Stored data entries:
--*--

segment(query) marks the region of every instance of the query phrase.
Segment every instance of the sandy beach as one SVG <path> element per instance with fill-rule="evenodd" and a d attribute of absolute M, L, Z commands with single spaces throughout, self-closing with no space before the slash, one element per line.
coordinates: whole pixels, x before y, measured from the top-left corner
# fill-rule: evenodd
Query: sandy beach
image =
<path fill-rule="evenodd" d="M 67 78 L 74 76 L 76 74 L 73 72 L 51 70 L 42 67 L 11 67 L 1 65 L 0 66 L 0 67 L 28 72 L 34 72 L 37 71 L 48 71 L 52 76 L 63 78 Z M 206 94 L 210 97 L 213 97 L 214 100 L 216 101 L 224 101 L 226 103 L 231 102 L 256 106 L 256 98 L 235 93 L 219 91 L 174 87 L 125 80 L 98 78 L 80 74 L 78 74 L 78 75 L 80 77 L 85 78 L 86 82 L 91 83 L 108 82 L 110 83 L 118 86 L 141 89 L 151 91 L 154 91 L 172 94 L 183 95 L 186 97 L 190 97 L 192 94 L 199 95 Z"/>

--*--

Reproduce the items above word for word, beginning at the first line and stopping after the line that contains "Segment every instance". Include that line and nothing past it.

segment(query) marks the region of every instance of the query phrase.
Segment every instance of the sandy beach as one SVG <path> element per instance with fill-rule="evenodd" and a d attribute of absolute M, L, Z commands with single spaces throughout, self-closing with no space before the slash, one element per line.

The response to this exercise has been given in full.